Page extract –
::::::

The 2006 Commonwealth Fund/Harris Interactive survey included more than 6,000 PCPs in Australia, Canada, Germany, the Netherlands, New Zealand, the United Kingdom, and the United States (including more than 1,000 U.S. physicians).
Use of Information Technology
The survey revealed stark differences in PCPs' access to information systems. Only 28 percent of U.S. doctors and 23 percent of Canadian doctors said they used electronic medical records (EMRs), compared with overwhelming majorities of doctors in the Netherlands (98%), New Zealand (92%), the U.K. (89%), and Australia (79%).
Canadian and U.S. doctors are also the least likely to have systems that provide decision support, such as computerized alerts about potentially harmful drug doses or interactions. Only 10 percent of Canadian doctors and 23 percent of U.S. doctors receive computerized alerts; rates elsewhere ranged from 93 percent (Netherlands) to 40 percent (Germany). Furthermore, at least two of five U.S. and Canadian doctors find it "very difficult" or "impossible" to identify patients overdue for a test or preventive care, versus one of five or fewer in the other countries.
Patients' Access to Care
Doctors in the U.S. were least likely to say that their practices allow patients to see a nurse or doctor after regular office hours, without going to an emergency room—just 40 percent have such arrangements. In contrast, between 95 percent and 76 percent of doctors in the other countries provide after-hours care.
U.S. doctors were the most likely to report their patients have difficulty paying for care. Half (51%) of U.S. PCPs reported that patients often have difficulty paying for medications, compared with between 7 percent and 27 percent in the other countries.
Availability of Financial Incentives
Despite growing U.S. interest in financial incentives to improve performance, U.S. primary care doctors are among the least likely to receive such incentives. Just 30 percent reported receiving, or having the potential to receive, payments for managing chronic disease, achieving clinical targets, enhancing preventive care, or other quality improvement activities. The U.K. stands out as a leader in this regard: 95 percent of its doctors receive, or are able to receive, financial incentives for improved performance.

::::::

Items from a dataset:

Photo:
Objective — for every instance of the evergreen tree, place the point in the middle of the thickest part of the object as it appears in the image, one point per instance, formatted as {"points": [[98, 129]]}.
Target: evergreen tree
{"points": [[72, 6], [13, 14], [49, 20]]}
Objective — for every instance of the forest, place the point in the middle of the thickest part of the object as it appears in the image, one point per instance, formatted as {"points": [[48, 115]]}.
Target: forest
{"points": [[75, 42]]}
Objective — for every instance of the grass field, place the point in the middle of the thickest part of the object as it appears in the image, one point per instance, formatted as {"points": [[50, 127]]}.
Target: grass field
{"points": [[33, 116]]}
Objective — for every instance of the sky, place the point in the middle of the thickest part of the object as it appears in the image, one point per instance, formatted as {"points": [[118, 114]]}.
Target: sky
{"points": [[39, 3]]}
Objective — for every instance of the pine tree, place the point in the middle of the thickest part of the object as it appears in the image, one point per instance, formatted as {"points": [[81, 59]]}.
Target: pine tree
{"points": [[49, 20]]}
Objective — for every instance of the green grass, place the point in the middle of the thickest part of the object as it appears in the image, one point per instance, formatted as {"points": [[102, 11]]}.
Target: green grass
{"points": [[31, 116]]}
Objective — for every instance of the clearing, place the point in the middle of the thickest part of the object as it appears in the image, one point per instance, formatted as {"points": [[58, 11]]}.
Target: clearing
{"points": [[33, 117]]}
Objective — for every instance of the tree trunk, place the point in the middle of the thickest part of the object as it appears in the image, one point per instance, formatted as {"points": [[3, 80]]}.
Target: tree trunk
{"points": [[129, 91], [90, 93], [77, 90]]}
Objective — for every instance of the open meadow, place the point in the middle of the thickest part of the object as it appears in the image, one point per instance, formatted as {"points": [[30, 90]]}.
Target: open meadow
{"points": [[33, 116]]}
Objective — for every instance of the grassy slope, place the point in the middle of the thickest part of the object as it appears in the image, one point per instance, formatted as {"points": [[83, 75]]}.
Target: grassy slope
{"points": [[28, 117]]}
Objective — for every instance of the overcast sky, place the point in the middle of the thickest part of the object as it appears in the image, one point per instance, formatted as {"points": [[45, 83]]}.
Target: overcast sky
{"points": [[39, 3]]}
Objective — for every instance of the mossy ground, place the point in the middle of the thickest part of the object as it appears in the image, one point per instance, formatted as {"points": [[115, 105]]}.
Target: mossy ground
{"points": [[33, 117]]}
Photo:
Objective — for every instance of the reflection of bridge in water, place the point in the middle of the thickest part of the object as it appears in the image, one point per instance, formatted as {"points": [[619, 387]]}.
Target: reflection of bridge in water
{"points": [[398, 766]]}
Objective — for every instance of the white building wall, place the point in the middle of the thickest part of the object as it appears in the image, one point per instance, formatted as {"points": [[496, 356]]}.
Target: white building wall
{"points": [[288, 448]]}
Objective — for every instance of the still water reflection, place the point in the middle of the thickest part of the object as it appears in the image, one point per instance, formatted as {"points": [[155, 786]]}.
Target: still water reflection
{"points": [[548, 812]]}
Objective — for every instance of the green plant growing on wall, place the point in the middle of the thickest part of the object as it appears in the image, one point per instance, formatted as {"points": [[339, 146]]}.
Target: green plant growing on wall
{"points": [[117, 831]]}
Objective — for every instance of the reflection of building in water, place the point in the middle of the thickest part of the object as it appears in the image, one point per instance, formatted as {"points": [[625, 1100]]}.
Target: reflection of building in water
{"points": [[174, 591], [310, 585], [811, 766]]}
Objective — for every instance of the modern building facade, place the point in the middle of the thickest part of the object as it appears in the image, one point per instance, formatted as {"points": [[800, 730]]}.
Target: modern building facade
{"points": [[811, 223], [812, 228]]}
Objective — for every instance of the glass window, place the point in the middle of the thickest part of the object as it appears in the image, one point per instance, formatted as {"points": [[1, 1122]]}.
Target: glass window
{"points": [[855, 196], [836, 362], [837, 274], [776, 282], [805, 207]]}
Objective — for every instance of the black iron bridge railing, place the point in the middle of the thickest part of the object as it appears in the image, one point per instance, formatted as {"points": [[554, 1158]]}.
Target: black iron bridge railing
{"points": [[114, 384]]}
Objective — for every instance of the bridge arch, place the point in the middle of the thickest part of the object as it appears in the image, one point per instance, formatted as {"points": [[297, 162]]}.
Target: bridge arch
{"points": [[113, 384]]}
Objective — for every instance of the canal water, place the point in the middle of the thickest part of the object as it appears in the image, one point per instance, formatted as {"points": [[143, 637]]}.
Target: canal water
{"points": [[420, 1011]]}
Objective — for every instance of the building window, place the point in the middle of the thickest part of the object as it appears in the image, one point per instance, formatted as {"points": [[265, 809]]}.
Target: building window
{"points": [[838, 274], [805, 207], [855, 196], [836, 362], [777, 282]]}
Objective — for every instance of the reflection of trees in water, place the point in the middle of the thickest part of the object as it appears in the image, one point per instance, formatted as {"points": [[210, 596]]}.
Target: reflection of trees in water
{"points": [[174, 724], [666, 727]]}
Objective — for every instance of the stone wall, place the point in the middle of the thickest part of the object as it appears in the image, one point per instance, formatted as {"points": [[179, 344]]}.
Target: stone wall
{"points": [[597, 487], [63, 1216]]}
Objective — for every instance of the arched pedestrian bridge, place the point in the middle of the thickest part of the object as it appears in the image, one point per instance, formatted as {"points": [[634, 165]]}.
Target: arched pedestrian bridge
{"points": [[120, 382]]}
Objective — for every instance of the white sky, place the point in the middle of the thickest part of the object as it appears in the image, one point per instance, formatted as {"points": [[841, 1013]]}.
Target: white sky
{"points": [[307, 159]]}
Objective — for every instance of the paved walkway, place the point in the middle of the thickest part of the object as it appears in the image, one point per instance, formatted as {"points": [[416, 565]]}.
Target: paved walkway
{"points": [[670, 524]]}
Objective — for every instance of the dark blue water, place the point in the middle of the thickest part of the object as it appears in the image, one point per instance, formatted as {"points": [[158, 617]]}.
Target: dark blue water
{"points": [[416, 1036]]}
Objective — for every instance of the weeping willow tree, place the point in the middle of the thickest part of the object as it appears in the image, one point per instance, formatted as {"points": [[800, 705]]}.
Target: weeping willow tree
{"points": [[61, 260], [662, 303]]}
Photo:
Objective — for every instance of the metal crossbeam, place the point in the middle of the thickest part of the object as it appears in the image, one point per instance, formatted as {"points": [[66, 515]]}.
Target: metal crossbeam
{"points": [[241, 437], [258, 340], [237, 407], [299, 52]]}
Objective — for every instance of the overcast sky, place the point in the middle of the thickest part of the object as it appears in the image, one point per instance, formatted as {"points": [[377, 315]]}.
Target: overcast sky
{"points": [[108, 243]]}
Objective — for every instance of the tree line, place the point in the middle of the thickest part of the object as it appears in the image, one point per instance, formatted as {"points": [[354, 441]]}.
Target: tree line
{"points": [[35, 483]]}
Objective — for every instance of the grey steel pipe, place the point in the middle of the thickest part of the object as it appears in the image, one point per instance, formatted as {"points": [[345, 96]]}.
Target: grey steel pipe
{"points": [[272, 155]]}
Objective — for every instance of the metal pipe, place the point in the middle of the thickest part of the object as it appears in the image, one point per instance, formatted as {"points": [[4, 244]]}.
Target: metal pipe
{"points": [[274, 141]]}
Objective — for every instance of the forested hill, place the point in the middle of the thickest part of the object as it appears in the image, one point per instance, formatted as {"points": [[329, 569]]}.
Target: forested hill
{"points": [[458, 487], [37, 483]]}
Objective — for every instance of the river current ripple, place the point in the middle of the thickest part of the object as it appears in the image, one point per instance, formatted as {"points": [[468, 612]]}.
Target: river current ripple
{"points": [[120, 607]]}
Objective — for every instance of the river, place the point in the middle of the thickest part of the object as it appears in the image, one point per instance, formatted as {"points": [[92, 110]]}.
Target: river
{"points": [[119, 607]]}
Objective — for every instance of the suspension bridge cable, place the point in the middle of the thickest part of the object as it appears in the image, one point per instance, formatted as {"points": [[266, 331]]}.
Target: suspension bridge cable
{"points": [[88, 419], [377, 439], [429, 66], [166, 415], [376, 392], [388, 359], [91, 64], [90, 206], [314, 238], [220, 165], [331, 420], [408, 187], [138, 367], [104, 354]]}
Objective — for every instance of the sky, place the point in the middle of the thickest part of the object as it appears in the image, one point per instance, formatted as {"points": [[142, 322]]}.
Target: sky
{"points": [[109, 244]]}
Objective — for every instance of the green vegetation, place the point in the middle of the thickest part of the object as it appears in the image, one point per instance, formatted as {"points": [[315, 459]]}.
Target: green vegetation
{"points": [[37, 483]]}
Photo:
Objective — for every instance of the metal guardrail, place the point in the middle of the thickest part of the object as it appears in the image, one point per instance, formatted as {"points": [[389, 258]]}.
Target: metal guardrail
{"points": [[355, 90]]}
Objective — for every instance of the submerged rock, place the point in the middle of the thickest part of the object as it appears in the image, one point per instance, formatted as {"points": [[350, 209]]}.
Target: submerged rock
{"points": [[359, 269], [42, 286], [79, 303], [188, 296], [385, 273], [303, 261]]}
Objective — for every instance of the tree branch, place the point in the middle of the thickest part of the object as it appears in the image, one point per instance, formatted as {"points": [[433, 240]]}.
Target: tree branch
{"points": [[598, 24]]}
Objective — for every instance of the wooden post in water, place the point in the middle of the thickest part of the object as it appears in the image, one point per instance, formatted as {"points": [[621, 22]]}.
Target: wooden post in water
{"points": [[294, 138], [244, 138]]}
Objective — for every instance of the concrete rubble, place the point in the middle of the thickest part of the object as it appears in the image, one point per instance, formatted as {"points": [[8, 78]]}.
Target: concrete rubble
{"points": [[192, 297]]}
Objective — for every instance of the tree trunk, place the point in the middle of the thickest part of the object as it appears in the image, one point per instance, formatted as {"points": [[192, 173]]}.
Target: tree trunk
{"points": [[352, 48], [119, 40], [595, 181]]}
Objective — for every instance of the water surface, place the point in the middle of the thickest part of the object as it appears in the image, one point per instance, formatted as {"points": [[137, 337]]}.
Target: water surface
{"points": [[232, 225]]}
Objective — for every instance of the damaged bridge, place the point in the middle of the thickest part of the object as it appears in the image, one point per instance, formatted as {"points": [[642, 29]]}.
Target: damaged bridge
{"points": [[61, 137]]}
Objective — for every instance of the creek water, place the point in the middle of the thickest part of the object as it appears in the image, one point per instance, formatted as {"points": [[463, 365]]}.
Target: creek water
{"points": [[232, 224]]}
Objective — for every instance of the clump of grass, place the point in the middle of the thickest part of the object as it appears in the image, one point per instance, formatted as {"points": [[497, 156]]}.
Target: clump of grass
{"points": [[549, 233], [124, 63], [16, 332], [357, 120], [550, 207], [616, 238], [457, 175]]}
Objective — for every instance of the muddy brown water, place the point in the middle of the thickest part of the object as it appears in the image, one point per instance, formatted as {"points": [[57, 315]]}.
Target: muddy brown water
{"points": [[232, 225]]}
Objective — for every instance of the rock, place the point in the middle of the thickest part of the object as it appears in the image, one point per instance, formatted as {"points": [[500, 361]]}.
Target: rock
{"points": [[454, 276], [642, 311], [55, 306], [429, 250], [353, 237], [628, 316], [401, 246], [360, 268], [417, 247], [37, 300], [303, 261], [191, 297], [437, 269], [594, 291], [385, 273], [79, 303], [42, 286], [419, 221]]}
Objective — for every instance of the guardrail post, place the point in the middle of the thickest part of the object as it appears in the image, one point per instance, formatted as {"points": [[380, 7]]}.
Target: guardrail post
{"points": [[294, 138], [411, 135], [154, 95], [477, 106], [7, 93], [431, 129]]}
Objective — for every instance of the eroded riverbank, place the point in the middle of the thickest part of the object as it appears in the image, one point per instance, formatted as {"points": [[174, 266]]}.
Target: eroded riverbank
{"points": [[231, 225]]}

::::::

Requirement –
According to the primary care survey text, what percentage of doctors in the Netherlands said they used electronic medical records?

Answer to this task –
98 percent